### Description of the task
Starting at the line with "point: small upper", copy each line through the last one below exactly as written, without any pictures.

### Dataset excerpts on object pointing
────

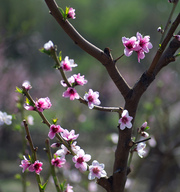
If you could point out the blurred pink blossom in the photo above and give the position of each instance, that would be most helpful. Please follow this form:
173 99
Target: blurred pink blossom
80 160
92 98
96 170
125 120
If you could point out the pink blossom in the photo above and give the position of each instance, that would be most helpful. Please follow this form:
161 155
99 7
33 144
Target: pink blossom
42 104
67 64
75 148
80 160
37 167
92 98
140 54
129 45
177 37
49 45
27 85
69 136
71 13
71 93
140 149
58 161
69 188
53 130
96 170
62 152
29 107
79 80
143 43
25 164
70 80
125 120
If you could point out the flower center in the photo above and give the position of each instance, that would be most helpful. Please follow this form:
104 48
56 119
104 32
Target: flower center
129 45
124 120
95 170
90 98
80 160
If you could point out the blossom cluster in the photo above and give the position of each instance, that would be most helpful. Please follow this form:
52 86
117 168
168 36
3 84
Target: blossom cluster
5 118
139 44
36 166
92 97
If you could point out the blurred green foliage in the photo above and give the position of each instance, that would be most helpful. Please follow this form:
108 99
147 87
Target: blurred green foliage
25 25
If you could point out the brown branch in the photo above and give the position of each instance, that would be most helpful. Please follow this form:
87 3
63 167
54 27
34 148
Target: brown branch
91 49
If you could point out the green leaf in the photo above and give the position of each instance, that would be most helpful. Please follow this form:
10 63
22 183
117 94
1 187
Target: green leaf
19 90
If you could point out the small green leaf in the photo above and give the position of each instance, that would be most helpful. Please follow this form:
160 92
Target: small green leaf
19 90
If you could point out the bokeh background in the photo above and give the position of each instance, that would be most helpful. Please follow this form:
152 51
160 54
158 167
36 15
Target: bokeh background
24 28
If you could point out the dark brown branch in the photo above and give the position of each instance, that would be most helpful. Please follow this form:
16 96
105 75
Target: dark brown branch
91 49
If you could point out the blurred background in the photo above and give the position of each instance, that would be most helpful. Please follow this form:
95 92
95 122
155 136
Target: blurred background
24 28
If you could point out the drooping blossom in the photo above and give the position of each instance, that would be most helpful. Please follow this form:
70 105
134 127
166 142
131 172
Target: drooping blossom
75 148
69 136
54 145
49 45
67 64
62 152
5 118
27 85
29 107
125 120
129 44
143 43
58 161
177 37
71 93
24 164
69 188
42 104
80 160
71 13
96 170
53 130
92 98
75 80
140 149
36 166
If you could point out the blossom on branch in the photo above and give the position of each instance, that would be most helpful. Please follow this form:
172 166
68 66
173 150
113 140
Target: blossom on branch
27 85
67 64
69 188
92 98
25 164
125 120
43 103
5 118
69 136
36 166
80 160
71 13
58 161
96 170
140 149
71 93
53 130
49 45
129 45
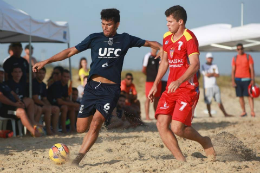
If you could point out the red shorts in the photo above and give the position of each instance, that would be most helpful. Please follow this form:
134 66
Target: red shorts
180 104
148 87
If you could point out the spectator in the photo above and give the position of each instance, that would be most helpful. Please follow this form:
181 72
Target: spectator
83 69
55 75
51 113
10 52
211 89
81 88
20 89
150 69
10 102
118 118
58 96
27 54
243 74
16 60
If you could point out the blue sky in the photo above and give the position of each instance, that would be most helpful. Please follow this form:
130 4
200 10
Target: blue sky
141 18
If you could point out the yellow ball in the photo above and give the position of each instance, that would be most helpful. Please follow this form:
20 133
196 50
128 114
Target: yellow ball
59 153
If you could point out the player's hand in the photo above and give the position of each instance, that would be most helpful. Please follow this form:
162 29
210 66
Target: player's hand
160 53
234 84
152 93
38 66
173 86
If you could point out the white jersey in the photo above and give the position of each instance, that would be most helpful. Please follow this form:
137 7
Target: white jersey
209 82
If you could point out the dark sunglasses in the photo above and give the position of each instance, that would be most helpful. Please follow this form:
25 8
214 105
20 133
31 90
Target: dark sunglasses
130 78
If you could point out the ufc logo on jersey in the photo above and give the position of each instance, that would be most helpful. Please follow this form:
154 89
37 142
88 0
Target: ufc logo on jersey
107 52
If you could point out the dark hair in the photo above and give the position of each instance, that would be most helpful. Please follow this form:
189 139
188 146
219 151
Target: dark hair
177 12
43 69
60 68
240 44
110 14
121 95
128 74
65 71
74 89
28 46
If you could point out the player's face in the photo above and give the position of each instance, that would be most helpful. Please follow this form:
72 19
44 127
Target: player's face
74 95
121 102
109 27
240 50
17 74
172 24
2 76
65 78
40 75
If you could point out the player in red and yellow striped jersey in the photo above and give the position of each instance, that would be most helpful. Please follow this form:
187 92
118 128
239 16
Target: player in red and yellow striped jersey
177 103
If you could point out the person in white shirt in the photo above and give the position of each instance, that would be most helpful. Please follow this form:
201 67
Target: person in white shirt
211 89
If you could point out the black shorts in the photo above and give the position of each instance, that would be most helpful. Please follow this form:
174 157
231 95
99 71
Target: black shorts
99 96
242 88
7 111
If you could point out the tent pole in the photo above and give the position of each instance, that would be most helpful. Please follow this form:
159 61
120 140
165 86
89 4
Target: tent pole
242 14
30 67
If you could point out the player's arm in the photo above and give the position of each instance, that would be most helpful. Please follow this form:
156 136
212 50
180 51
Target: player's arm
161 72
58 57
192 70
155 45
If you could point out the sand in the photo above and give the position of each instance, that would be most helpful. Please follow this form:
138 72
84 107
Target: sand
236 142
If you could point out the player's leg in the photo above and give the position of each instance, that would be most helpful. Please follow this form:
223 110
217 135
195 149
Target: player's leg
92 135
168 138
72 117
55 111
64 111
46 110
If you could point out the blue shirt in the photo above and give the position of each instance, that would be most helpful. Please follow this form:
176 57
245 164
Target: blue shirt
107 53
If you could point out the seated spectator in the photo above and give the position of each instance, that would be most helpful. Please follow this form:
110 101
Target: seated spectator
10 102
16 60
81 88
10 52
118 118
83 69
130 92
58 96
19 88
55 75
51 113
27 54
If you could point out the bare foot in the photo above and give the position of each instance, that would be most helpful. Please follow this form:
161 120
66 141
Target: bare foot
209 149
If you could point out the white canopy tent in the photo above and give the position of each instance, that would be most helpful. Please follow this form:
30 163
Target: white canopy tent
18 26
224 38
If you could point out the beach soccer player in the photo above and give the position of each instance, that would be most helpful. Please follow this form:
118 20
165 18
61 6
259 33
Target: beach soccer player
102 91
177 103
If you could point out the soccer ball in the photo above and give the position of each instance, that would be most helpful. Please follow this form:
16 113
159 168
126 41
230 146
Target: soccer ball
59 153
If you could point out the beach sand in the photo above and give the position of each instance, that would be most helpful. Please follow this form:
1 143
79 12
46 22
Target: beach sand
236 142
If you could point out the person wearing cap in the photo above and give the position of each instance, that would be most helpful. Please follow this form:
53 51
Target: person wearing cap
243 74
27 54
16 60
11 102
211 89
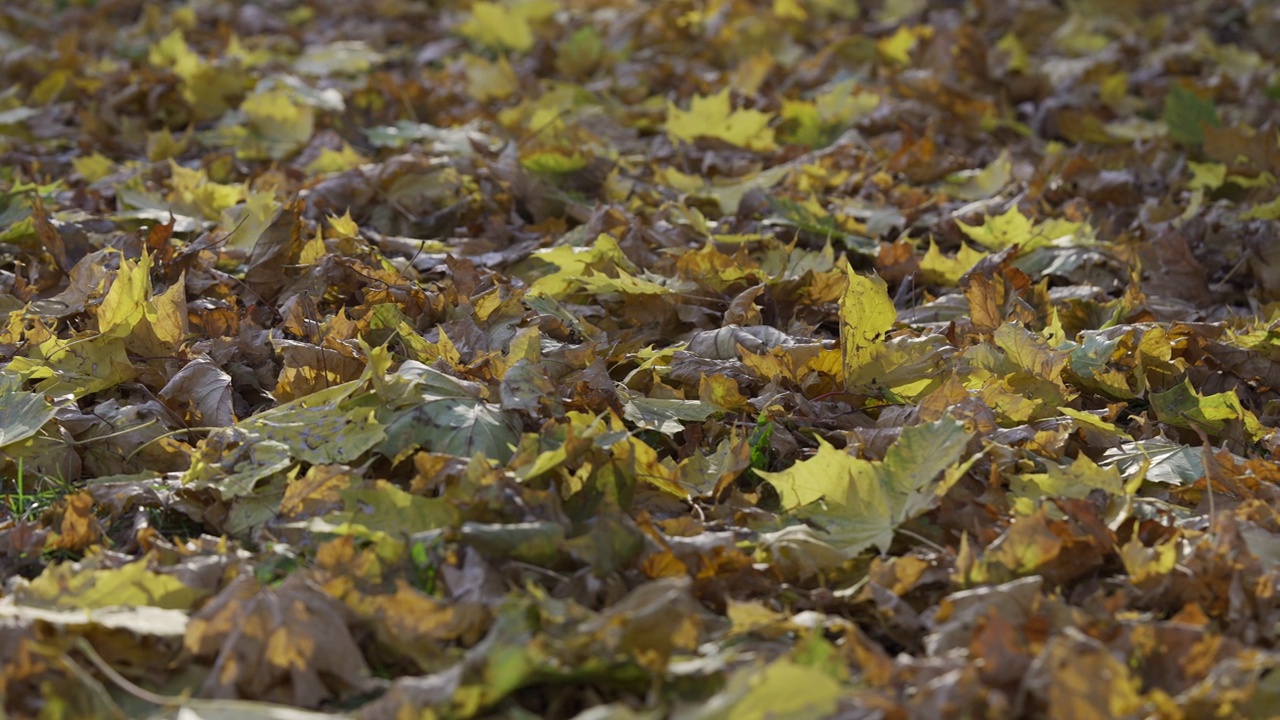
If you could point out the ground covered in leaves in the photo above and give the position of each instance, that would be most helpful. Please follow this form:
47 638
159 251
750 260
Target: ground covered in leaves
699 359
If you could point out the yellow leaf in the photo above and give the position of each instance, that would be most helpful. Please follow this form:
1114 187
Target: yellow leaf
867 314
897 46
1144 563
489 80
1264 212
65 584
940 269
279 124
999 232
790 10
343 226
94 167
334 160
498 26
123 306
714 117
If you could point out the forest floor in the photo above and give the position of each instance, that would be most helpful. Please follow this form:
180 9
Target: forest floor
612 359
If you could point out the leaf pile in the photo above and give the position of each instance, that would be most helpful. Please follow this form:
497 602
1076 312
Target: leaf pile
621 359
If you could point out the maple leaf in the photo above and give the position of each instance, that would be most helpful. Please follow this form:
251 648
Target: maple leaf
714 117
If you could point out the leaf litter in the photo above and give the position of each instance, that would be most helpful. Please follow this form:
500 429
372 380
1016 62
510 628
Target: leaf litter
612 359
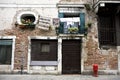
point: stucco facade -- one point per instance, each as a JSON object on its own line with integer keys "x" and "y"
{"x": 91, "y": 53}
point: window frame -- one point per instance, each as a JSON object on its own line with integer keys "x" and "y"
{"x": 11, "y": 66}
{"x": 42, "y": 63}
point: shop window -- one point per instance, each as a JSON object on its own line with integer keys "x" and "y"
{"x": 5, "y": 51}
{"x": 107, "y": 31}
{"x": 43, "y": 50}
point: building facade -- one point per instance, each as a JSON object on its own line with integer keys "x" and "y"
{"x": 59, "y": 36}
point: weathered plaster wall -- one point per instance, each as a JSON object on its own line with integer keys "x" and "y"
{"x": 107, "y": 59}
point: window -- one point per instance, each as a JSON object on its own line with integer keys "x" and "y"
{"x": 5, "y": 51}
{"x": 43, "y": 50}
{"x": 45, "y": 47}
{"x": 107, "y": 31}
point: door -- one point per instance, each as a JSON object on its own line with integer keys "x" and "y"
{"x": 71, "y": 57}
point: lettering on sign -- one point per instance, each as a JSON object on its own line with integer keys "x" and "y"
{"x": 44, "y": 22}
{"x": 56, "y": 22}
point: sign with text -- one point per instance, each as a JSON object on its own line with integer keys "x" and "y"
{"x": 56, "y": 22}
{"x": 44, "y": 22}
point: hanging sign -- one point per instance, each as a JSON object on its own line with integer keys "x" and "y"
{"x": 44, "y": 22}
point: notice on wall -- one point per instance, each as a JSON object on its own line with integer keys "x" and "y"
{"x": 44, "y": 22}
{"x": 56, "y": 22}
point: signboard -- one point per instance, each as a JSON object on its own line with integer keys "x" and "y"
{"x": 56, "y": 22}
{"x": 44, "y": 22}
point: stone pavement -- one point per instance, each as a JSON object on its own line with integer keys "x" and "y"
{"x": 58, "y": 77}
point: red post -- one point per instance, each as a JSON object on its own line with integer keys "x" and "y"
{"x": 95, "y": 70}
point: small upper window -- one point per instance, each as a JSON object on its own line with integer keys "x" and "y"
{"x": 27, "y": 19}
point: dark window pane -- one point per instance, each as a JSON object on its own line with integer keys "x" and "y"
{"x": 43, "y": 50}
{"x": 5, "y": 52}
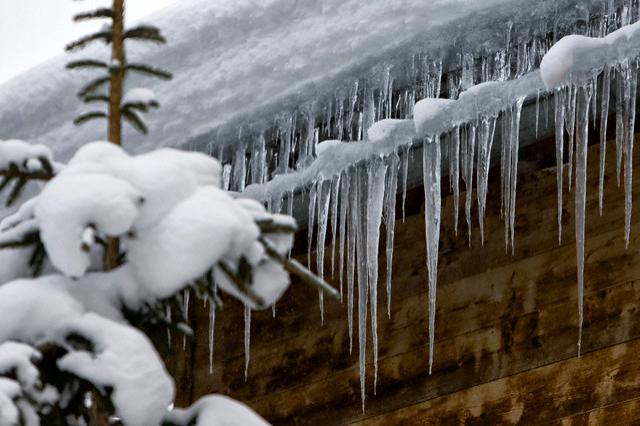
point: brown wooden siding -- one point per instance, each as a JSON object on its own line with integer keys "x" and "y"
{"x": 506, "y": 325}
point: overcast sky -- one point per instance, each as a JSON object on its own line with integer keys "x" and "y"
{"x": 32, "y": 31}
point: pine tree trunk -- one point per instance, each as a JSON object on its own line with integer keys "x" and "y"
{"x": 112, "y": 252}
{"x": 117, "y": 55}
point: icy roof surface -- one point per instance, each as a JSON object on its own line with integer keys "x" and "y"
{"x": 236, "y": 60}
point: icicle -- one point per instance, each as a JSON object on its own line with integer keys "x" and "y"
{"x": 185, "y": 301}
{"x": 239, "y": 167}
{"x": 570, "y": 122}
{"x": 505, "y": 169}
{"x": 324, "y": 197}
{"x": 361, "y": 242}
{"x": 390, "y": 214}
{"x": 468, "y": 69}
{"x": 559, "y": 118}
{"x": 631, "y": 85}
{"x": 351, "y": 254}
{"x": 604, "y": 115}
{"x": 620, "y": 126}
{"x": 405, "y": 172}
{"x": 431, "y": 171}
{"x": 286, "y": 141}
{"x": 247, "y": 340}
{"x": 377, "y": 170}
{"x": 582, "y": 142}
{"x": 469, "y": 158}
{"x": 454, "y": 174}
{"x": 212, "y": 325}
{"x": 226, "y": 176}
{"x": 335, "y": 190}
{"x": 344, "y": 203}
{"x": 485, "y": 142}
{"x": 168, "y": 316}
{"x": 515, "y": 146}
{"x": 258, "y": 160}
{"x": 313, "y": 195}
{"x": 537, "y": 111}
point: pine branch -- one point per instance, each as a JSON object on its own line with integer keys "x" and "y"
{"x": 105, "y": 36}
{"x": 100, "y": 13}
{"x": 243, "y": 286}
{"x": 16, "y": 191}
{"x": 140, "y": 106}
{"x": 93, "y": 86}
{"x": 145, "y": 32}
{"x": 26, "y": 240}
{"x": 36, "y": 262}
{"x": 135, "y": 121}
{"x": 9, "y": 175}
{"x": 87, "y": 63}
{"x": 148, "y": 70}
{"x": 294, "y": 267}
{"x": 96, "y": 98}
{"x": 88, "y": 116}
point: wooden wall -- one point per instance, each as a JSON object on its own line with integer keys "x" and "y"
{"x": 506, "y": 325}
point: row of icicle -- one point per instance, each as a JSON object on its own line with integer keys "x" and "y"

────

### Exercise response
point: small upper window -- one point per instance, each as a JSON object on its own line with integer keys "x" and "y"
{"x": 27, "y": 19}
point: dark window pane -- one point per instance, each as a JSON object on its own line with integer keys "x" and "y"
{"x": 43, "y": 50}
{"x": 5, "y": 52}
point: brown wooden siding -- one point per instance, each as a JSON object on its own line with integer keys "x" and "y"
{"x": 506, "y": 325}
point: overcast sky -- one point per instance, each as a JSON object on its own line with integer keys "x" and "y"
{"x": 32, "y": 31}
point: pine tree trunk -- one point per instance, each as a JSON object on its own line with integer keys "x" and "y"
{"x": 112, "y": 252}
{"x": 117, "y": 55}
point: icy roof surface -- one point per instance, each as a JSON object on its own line with integer keys "x" and "y"
{"x": 236, "y": 60}
point: icicle -- one point per instance, each as a JSON object on its own line with integer keys "x" and "y"
{"x": 185, "y": 301}
{"x": 239, "y": 167}
{"x": 570, "y": 122}
{"x": 505, "y": 169}
{"x": 324, "y": 197}
{"x": 361, "y": 242}
{"x": 390, "y": 214}
{"x": 468, "y": 69}
{"x": 559, "y": 118}
{"x": 631, "y": 85}
{"x": 351, "y": 254}
{"x": 604, "y": 115}
{"x": 620, "y": 126}
{"x": 405, "y": 172}
{"x": 431, "y": 171}
{"x": 286, "y": 141}
{"x": 247, "y": 340}
{"x": 377, "y": 170}
{"x": 582, "y": 142}
{"x": 469, "y": 158}
{"x": 454, "y": 174}
{"x": 212, "y": 325}
{"x": 226, "y": 176}
{"x": 335, "y": 190}
{"x": 344, "y": 203}
{"x": 485, "y": 142}
{"x": 168, "y": 316}
{"x": 515, "y": 146}
{"x": 258, "y": 160}
{"x": 313, "y": 195}
{"x": 537, "y": 111}
point: pine branch -- one point per instance, each as a JSON object on its own line with integer keys "x" and "y"
{"x": 105, "y": 36}
{"x": 100, "y": 13}
{"x": 243, "y": 286}
{"x": 16, "y": 191}
{"x": 140, "y": 106}
{"x": 93, "y": 86}
{"x": 145, "y": 32}
{"x": 26, "y": 240}
{"x": 36, "y": 262}
{"x": 135, "y": 121}
{"x": 9, "y": 175}
{"x": 87, "y": 63}
{"x": 148, "y": 70}
{"x": 294, "y": 267}
{"x": 96, "y": 98}
{"x": 88, "y": 116}
point: wooden wall -- one point per instance, each as a JSON object on its own line with integer keys "x" and "y"
{"x": 506, "y": 325}
point: row of icicle -- one point per instance, each as a JSON object on its own line with integer keys "x" and "y"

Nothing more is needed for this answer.